Exercise tasks:
A - From the health statistics page, reproduce the text from "6 out of 10" to "of the uninsured." without any changes.
B - Shorten the paragraph of the health statistics page that begins "Medicaid covered 21%" and keep its main facts.
(Page text)
Health Statistics

Local Statistics

26.8% of Amarillo citizens are uninsured or do not have access to health care.

Uninsured in Potter and Randall counties:

32.3% of Potter county residents are uninsured.

21.3% of Randall county residents are uninsured.

State Statistics

In 2013, states with the highest percentage of uninsured residents:
Texas (28.8%), Louisiana (24.0%), Nevada (23.3%), and California (23.2%), Florida (22.8%), Georgia (22.5%), Arkansas (21.9%), Alaska (21.8%), Mississippi (21.7%), Oklahoma (21.4%).

In 2013, states with the lowest percentage of uninsured residents: Massachusetts (4.5%), Vermont (9.2%), Delaware (9.6%), Connecticut (9.9%), Hawaii (10.5%), Minnesota (11.5%), Iowa (11.8%), Wisconsin (11.8%), Pennsylvania (11.8%), Maryland (12.3%).

2010 Uninsured Statistics

The uninsured in the United States is 15.5%.

Medicaid covered 21% of the U.S. population. Qualification is based on both income and categories of eligibility: children, their parents, and disabled individuals.

6 out of 10 of the uninsured came from working families.

40% of the uninsured are from low-income families or low-income individuals.

70% of the nonelderly adult population accounted for nearly 80% of the uninsured.

79% of the uninsured were American citizens.

There was an increase in the number of uninsured, between 2000 and 2003, of 5 million.

Employer-sponsored health insurance of the nonelderly decreased for the first time in 2001 since 1993, the decrease was from 66% in 2000 to 62% (160 million) by 2003.

Blue-collar jobs comprise 80% of uninsured workers.

Children are half of all Medicaid beneficiaries.
(End Page text)
(Supplied entries)
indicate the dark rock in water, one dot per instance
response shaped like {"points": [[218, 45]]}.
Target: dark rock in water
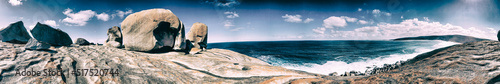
{"points": [[54, 37], [452, 38], [15, 33], [467, 63], [198, 35], [34, 44], [114, 37], [81, 41], [154, 30]]}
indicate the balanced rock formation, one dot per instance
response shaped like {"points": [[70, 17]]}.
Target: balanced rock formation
{"points": [[82, 41], [197, 36], [15, 33], [54, 37], [153, 30], [34, 44], [114, 37], [131, 67]]}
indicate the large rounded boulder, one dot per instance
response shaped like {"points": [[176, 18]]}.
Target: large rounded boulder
{"points": [[114, 37], [34, 44], [197, 36], [153, 30], [82, 41], [47, 34], [15, 33]]}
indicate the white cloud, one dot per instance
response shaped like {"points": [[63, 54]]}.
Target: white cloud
{"points": [[376, 11], [292, 18], [225, 3], [231, 14], [308, 20], [319, 30], [362, 22], [103, 16], [51, 23], [77, 19], [16, 2], [121, 14], [388, 14], [236, 29], [296, 19], [410, 28], [349, 19], [32, 26], [426, 18], [491, 30], [228, 24], [334, 21]]}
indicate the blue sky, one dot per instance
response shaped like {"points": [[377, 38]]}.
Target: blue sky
{"points": [[270, 20]]}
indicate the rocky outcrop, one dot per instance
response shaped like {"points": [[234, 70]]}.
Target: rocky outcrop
{"points": [[15, 33], [54, 37], [82, 41], [153, 30], [211, 66], [197, 36], [452, 38], [473, 62], [114, 37], [34, 44], [498, 35]]}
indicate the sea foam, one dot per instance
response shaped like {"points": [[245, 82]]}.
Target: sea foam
{"points": [[341, 67]]}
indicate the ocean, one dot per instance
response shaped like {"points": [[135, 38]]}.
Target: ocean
{"points": [[324, 57]]}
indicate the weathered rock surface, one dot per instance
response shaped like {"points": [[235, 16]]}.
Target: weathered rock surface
{"points": [[468, 63], [211, 66], [82, 41], [498, 35], [34, 44], [153, 30], [198, 35], [114, 37], [452, 38], [54, 37], [15, 33]]}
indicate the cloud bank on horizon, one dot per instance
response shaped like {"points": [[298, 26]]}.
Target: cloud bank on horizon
{"points": [[249, 20]]}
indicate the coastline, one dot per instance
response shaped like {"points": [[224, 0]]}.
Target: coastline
{"points": [[226, 66]]}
(End Supplied entries)
Expected results:
A -
6 out of 10 of the uninsured came from working families.

40% of the uninsured are from low-income families or low-income individuals.

70% of the nonelderly adult population accounted for nearly 80% of the uninsured.

B - Medicaid covered 21% of the U.S. population. Eligibility depends on income and on category: children, their parents, and disabled individuals.